> **DIRECTIONS**:
Skip the pictures and extract all of the lines exactly as written.

Data extracted from a collection
──────────

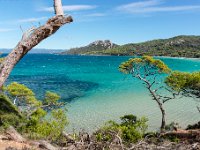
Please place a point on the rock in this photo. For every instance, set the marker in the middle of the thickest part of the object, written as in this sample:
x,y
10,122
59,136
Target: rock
x,y
2,137
34,143
72,147
14,135
68,137
46,145
85,137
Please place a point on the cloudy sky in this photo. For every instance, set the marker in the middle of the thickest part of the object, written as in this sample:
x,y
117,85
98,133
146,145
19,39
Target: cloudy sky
x,y
121,21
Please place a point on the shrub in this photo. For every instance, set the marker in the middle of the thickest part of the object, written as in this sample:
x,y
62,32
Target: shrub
x,y
131,129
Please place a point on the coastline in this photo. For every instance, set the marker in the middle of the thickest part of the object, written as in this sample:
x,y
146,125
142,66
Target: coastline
x,y
99,55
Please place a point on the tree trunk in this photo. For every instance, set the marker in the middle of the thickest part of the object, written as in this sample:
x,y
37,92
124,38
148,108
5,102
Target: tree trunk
x,y
163,122
160,105
29,40
58,7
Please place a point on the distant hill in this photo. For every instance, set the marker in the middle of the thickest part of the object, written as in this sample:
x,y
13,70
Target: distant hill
x,y
180,46
97,46
34,51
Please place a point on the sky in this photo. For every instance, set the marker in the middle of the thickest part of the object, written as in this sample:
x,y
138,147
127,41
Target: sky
x,y
121,21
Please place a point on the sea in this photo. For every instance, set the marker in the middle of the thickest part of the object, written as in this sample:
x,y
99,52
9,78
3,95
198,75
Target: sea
x,y
95,91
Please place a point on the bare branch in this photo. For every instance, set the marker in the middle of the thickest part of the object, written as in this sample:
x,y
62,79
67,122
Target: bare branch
x,y
58,7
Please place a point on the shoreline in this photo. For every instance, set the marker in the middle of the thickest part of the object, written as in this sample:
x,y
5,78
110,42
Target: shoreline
x,y
192,58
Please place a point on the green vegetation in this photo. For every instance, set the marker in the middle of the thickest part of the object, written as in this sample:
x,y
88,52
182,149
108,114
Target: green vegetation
x,y
92,48
131,129
180,46
146,69
29,115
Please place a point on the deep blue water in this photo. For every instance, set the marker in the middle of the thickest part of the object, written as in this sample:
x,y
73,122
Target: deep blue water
x,y
93,86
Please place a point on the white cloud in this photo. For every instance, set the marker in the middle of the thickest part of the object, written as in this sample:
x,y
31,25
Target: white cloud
x,y
70,8
150,6
31,19
5,29
96,15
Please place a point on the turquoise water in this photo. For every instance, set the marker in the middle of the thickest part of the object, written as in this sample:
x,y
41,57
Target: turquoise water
x,y
97,92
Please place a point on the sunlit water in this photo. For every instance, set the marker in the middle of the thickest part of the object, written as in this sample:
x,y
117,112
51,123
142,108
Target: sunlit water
x,y
97,92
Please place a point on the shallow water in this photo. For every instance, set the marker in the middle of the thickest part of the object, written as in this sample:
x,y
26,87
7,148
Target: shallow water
x,y
97,92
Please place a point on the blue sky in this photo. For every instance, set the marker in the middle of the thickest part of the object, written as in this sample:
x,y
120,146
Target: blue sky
x,y
121,21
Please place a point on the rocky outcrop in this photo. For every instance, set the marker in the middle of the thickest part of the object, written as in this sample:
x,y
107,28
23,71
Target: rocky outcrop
x,y
12,134
99,45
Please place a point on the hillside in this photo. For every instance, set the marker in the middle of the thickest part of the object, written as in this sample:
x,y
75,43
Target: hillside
x,y
180,46
97,46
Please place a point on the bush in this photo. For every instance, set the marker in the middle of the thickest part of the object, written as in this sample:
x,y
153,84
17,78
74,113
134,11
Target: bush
x,y
131,129
50,128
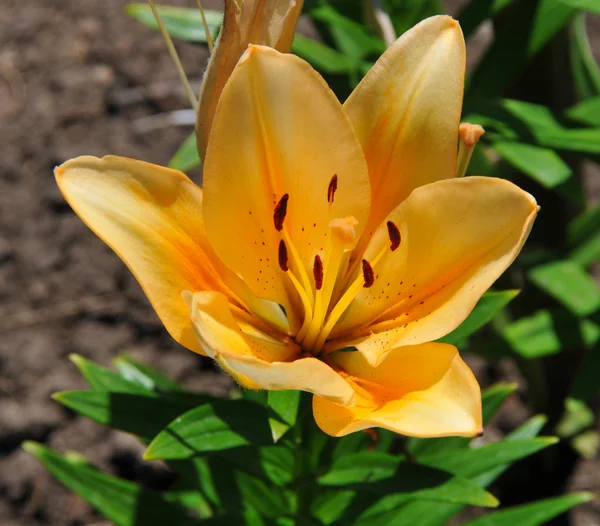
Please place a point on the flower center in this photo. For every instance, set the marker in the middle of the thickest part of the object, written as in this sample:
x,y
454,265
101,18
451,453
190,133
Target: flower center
x,y
335,282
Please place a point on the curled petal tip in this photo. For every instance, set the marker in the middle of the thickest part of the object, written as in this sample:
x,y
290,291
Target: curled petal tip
x,y
470,133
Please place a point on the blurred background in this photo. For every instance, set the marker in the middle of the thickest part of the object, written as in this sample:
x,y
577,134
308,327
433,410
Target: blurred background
x,y
82,77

──────────

> **EXPECTED OUTPUT**:
Please place a point on the rock in this photo. For every instance, set the marker in the middle of the thickest part of the object, written as in this sample:
x,y
10,122
59,136
Target: rock
x,y
2,137
34,143
72,147
14,135
68,137
46,145
85,137
Please place a point on the cloudy sky in this photo. For every instance, set the marker in the middle of the thickest part of the object, written as in this sample:
x,y
117,85
98,133
146,145
19,39
Target: cloudy sky
x,y
121,21
Please place a point on the shrub in this photo. For every instance, set the marker in the middle of the thickest part of the object, written as in this sample:
x,y
62,32
Target: shrub
x,y
131,129
Please place a point on the coastline in this photo. For every instance, set the marker in the middle of the thickest part of the object, written as in this sample:
x,y
146,125
142,66
Target: coastline
x,y
99,55
Please place a point on the tree trunk in this photo. For every instance, set the marker in the middle of the thickest part of the object, written as in this sample:
x,y
37,92
124,38
148,108
5,102
Target: tree trunk
x,y
163,122
160,105
29,40
58,7
Please place a point on the distant hill in this photo. For every instance, set the marker in the middle of the thickest part of the object, written as in this sample:
x,y
13,70
Target: distant hill
x,y
180,46
97,46
34,51
Please place a point on the sky in this photo. For every instance, set the marker in the middle of the thickest part of the object, written as in this sample:
x,y
138,147
127,41
Target: sky
x,y
121,21
Please place a point on the sea in this photo. For every instance, set the marker in the middle of the thickest part of the object, written as in this sample:
x,y
99,52
9,78
3,95
198,75
Target: sea
x,y
95,91
Please place a point on the bare branch in this photo. For every instance, set the marker in the middle of the thickest part of the object, written as in this sample:
x,y
62,79
67,122
Target: bare branch
x,y
58,7
Please place a point on the shoreline in this photo. For every instance, set the marker in the middle of the thickest part of the object, written as in this sample:
x,y
5,78
110,42
Target: shoreline
x,y
192,58
Please place a point on the green vegetation in this photo. For every instance, set the marker in the middle of the thickest part of the object, written as in this sample:
x,y
88,52
182,149
108,114
Target: green vegetation
x,y
92,48
131,129
180,46
146,69
29,115
Please place a point on the deep blue water in this photo. For every instance, set the marker in the middle of the thickest part of the object, written as in this sample:
x,y
73,122
Target: deep blue water
x,y
93,86
Please place a point on the white cloud in this photo. For every instance, set the marker in the middle of the thickest part of the object, written as in this sample:
x,y
31,25
Target: white cloud
x,y
70,8
150,6
31,19
5,29
96,15
Please place a point on the turquoise water in this photo. For every instance, set the marker in the middle of the thickest part of the object, written as in this sample:
x,y
41,57
Target: turquoise water
x,y
97,92
Please place a point on the sunlit water in this photo. For every instance, set the marker in the middle of the thickest part of the object, written as in this sample:
x,y
117,112
51,123
142,108
Target: sunlit water
x,y
97,92
Please place a point on the shallow water in this photo. For every instance, set the marker in the middle of the thickest part of the object, written as in this sample:
x,y
26,87
7,148
Target: shallow water
x,y
97,92
Please place a point on the blue sky in this photo. For every instance, set the marker in the middle of the thickest part of the object, written as in this sample:
x,y
120,146
Target: blue sky
x,y
121,21
Please place a point on the rocky outcrop in this photo. For every instance, set the marker in the middle of the thickest part of the object, written as in this sample:
x,y
107,28
23,71
Target: rocky outcrop
x,y
12,134
99,45
Please place a point on the hillside in this photo. For every instance, set the marker in the middle of the thickest part of the object, written as in this sample:
x,y
75,43
Target: hillside
x,y
180,46
97,46
Please place a point on the bush in this photo. For every instance, set the marker in the middle of the thickest part of the object, written as in this sample:
x,y
153,84
17,78
74,113
134,11
Target: bush
x,y
131,129
50,128
Please place a point on the flower center in this photo. For every instance, set the marker in the middle of the thickest part of the object, written as in this sample:
x,y
454,265
101,18
451,453
190,133
Target: flower center
x,y
335,282
Please place a point on the curled petal tip in this photo. For every instance, set the marker in the middle of the thickest part of the object, written as in this sample:
x,y
290,291
Target: curled petal tip
x,y
470,133
Please place a point on the blurred background in this photo. For every instance, set the marker in the middle of the thickest part of the object, written as in this sample:
x,y
577,134
308,327
433,410
Target: blurred background
x,y
82,77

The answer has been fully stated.